WRITTEN REQUEST A
Which people does the blog post on Godel and the American Constitution mention by name? List every one.

PASSAGE

════

Monday, April 9, 2012

|||| Godel and The American Constitution

There has been much talk of Godel's comment on the American Constitution as reflected in many blogs. There are two points that need to be made clear to those outside Logic and Mathematics. These points are referred to in the following comment on Jeffery Kegler's postings on the same topic. (http://jeffreykegler.blogspot.com/2008/11/kurt-gdel-contradiction-in-us.html)
1. Godel was primarily a Logician and philosopher of Mathematics and its Foundation. He was a theoretician of the highest order. It was Godel who proved the limitations of Russell's monumental work, Pricipia Mathematica.
2. For Godel, Mathematical Logic and Philosophy were not merely abstract subject-matter but fields of study that were applicable to the real-world.

Logic and Reasoning are together central to Philosophy. And, Philosophy is highly general sort of account of the world on an abstract level. There are no limitations on the range of Philosophy's interest. It is from this stance, as it were, dual but one, perspective that Godel would have viewed the American Constitution.

It is, in a way, an old-fashioned sort of way to look at the world, but, that way will never disappear from out modes of understanding the world. Philosophy is close to us, even it we don't know it.

Here is a copy of my post on his blogspot.

"Thanks for your blog on Godel and the American Constitution. I think your contribution is valuable in giving a context to Godel's legal thinking on the subject. We may say, with Wittgenstein, that Godel was a human being before he was a logician. But, Godel would have used the word "prove" in the quoted dialogue as a logician. The consequences of the American Constitution within practical reason is thus to be found in the history of the creation of that marvelous document. The consequences within theoretical reason is the province of the theory of logic in which Godel himself was among the finest ever. It would have been irresistible for Godel not to view it in this theoretical setting."

════

MATERIAL TO PROCESS
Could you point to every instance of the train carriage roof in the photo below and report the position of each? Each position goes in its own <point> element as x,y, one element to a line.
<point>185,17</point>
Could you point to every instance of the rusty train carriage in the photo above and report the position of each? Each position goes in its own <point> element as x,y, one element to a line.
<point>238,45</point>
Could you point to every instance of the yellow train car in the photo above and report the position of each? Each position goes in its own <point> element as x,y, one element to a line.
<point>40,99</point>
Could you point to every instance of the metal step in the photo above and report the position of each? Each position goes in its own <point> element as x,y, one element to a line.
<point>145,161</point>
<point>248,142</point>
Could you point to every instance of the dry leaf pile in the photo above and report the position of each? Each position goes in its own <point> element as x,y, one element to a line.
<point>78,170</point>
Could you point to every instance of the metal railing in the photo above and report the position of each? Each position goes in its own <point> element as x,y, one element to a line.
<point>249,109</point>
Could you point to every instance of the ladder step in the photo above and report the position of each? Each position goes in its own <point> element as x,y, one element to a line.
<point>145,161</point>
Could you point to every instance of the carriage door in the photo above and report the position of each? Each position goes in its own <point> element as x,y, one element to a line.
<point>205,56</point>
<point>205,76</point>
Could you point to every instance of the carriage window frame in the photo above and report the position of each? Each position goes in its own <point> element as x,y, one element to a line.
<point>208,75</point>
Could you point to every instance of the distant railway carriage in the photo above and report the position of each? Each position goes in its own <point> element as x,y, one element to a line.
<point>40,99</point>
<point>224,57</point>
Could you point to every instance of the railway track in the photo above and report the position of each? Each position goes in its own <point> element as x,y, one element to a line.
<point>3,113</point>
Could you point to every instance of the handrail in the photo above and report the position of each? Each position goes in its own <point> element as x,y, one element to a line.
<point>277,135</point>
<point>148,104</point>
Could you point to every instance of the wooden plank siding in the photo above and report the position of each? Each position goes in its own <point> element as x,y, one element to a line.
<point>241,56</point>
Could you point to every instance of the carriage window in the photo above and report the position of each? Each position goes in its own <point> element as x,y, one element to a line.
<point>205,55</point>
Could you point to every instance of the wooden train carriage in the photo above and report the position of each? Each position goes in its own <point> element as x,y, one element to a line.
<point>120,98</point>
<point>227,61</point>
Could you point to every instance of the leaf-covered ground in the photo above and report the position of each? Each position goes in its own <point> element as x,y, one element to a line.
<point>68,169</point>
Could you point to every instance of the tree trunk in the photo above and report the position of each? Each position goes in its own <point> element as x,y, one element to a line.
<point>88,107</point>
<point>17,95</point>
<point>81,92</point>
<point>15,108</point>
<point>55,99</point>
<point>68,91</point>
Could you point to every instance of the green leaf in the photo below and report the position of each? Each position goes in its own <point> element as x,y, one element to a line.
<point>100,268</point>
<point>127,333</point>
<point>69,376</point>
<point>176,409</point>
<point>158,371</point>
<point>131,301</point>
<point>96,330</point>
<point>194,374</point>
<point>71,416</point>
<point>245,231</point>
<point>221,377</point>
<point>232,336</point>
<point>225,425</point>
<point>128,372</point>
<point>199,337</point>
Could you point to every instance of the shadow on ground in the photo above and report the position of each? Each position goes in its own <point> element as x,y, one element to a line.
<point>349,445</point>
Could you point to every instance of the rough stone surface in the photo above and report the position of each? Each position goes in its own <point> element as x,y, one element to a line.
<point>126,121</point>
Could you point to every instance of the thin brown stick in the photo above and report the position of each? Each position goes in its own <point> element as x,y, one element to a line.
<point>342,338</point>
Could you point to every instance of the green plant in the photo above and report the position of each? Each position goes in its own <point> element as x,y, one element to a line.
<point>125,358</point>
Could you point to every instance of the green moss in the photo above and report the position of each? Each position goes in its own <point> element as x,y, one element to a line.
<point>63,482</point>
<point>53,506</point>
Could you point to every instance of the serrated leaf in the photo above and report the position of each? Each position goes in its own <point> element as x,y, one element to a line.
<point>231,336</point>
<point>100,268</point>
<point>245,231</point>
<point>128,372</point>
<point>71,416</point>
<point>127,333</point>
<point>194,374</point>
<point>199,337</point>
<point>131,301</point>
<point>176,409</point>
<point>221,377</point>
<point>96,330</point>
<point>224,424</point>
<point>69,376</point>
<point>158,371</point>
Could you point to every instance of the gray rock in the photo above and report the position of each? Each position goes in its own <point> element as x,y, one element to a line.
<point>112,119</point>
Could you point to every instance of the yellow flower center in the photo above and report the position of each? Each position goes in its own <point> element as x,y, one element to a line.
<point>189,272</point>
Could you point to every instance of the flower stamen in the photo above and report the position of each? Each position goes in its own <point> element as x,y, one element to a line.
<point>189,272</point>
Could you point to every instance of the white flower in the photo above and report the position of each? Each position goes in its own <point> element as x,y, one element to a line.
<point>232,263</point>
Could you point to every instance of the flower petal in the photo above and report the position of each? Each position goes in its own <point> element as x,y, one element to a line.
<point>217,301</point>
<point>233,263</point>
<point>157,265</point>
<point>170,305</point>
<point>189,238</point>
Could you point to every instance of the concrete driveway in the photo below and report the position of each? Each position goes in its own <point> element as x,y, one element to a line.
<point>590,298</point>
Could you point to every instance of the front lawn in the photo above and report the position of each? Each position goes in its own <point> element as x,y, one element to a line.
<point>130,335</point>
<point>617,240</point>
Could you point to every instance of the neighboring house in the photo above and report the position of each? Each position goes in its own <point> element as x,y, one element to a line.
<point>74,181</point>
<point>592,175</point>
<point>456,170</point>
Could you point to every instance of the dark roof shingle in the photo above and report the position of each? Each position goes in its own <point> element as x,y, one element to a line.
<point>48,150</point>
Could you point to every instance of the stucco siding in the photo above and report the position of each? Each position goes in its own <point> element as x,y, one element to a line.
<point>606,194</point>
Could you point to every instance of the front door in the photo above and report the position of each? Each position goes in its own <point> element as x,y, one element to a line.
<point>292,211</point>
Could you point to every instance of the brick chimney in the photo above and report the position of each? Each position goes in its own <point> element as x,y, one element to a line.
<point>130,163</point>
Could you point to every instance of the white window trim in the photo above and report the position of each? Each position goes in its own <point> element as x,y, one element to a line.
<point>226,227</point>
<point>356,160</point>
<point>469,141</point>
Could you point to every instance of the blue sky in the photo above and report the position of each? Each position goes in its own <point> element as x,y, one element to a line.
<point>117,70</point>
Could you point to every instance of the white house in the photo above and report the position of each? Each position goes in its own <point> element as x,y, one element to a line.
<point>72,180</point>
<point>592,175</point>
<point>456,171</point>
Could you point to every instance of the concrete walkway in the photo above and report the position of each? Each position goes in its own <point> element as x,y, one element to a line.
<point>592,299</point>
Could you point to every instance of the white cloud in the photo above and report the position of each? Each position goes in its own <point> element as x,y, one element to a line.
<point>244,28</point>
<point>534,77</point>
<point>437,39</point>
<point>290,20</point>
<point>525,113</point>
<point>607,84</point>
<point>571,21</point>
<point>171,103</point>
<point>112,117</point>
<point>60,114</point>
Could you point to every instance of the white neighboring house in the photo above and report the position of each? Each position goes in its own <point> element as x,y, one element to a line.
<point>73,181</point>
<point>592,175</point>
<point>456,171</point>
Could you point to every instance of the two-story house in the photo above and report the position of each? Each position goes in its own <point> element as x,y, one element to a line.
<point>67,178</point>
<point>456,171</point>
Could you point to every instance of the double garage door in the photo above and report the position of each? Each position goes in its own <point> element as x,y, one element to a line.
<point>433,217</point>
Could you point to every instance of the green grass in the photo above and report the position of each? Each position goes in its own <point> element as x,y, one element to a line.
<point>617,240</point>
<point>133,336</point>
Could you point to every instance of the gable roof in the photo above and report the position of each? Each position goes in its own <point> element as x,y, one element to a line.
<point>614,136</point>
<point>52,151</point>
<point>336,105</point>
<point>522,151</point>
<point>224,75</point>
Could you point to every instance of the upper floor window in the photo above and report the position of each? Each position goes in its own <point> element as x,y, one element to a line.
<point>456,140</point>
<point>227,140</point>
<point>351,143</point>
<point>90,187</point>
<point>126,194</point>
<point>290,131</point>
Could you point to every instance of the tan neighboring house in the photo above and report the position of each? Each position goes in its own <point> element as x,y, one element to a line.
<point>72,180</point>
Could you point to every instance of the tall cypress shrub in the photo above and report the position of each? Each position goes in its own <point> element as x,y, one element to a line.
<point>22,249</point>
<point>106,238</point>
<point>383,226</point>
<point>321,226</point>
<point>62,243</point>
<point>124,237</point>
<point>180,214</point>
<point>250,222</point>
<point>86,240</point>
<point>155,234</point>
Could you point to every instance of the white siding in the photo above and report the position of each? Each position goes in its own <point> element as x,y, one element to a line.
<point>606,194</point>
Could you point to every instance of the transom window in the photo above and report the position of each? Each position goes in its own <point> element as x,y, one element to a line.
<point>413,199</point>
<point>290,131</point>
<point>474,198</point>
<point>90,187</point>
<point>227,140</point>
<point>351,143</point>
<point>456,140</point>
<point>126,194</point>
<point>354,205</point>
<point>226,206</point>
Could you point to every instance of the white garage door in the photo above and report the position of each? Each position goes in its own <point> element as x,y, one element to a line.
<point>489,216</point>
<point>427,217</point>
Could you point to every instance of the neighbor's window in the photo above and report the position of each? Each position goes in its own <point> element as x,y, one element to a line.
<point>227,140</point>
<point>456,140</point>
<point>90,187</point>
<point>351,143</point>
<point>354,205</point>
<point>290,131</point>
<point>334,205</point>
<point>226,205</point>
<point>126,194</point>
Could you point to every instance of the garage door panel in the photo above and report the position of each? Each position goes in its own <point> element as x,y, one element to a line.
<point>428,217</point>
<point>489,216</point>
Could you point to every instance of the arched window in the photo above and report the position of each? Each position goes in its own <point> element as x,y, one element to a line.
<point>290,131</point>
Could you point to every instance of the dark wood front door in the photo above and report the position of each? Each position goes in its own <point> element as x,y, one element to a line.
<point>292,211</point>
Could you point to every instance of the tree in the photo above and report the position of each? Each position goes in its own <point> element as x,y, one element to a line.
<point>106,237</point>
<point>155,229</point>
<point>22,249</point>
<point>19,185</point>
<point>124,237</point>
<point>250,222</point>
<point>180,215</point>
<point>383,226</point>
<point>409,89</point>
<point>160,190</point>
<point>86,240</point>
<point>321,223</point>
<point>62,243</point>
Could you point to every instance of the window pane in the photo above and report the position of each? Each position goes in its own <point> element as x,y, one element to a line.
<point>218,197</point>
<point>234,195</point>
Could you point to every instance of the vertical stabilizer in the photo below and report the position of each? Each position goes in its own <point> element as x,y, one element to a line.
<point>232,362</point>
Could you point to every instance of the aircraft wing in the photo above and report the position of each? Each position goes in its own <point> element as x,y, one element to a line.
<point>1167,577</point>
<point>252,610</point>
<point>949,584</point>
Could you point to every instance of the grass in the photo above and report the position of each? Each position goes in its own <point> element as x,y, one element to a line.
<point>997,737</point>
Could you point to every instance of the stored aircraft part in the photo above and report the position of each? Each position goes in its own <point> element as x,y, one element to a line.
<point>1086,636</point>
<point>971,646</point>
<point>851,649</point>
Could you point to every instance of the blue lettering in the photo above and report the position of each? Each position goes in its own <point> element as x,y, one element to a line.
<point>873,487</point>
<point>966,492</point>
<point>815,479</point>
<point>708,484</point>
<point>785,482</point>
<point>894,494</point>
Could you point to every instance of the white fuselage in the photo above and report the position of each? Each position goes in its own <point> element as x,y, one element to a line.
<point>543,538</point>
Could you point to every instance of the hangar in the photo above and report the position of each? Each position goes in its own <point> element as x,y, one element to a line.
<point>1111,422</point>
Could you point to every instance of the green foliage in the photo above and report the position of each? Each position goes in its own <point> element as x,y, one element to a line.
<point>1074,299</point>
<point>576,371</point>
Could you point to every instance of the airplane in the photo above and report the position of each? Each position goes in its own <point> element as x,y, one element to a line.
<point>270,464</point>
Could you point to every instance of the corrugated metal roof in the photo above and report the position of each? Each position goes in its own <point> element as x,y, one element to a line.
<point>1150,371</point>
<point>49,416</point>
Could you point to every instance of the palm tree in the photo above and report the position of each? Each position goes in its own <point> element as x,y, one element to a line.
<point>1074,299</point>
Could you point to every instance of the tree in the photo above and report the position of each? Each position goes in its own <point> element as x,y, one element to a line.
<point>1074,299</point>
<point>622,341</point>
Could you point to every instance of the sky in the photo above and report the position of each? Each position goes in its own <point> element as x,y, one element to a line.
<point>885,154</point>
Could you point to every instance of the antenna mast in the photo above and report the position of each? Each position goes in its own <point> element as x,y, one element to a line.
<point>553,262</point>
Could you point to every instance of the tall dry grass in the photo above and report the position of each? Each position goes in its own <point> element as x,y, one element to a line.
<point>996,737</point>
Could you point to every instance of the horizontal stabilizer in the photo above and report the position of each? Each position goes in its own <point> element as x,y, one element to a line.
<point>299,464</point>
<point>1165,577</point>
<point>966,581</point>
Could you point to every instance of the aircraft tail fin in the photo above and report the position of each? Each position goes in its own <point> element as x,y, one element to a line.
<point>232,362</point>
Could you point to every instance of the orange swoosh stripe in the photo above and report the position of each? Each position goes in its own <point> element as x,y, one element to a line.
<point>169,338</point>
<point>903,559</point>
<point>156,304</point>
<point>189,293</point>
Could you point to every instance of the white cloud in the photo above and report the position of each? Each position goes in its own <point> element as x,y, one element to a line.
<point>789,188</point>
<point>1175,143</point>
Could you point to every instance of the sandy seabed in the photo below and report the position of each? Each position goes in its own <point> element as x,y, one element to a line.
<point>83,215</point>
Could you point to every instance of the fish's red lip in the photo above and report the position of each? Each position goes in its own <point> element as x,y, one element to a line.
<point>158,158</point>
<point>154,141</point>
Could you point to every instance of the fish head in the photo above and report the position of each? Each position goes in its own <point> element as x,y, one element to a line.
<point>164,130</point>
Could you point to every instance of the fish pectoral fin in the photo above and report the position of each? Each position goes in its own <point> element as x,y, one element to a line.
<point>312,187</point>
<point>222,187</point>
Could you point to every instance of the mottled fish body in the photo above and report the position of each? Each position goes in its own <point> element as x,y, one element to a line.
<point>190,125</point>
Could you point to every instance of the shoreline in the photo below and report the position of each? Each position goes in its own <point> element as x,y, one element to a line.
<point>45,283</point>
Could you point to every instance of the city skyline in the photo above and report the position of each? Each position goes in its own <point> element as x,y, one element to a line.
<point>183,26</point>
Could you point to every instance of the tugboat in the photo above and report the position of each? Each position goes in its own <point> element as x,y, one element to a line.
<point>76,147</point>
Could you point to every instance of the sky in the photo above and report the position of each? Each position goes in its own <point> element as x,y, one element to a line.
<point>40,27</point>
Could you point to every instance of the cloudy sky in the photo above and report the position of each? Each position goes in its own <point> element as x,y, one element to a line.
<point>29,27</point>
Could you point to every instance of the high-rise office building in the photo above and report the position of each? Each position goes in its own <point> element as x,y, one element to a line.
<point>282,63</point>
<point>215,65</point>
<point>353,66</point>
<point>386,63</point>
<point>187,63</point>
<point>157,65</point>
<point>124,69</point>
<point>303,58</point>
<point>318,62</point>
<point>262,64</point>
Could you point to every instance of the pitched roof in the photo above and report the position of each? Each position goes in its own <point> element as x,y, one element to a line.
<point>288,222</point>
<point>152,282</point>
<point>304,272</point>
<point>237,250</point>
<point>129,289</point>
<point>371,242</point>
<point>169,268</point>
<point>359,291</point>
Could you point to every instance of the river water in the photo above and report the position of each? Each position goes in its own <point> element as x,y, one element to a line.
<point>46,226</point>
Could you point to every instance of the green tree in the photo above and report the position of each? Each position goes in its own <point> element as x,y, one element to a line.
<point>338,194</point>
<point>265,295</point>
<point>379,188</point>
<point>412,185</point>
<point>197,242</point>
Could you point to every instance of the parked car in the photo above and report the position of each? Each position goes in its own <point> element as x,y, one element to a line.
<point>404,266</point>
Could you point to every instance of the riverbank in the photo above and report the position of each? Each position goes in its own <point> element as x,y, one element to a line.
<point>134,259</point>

════

WRITTEN REQUEST B
Extract the stretch of the listing from its first line through the line containing "<point>205,76</point>", with both ends included.

TASK SOLUTION A
Godel, Jeffery Kegler, Russell, Wittgenstein

TASK SOLUTION B
Could you point to every instance of the train carriage roof in the photo below and report the position of each? Each position goes in its own <point> element as x,y, one element to a line.
<point>185,17</point>
Could you point to every instance of the rusty train carriage in the photo above and report the position of each? Each position goes in its own <point> element as x,y, one element to a line.
<point>238,45</point>
Could you point to every instance of the yellow train car in the photo above and report the position of each? Each position goes in its own <point> element as x,y, one element to a line.
<point>40,99</point>
Could you point to every instance of the metal step in the photo above and report the position of each? Each position goes in its own <point> element as x,y, one element to a line.
<point>145,161</point>
<point>248,142</point>
Could you point to every instance of the dry leaf pile in the photo above and report the position of each? Each position goes in its own <point> element as x,y, one element to a line.
<point>78,170</point>
Could you point to every instance of the metal railing in the photo above and report the position of each? Each position goes in its own <point> element as x,y, one element to a line.
<point>249,109</point>
Could you point to every instance of the ladder step in the photo above and report the position of each? Each position goes in its own <point> element as x,y, one element to a line.
<point>145,161</point>
Could you point to every instance of the carriage door in the photo above and report the position of each? Each position goes in its own <point> element as x,y, one element to a line.
<point>205,56</point>
<point>205,76</point>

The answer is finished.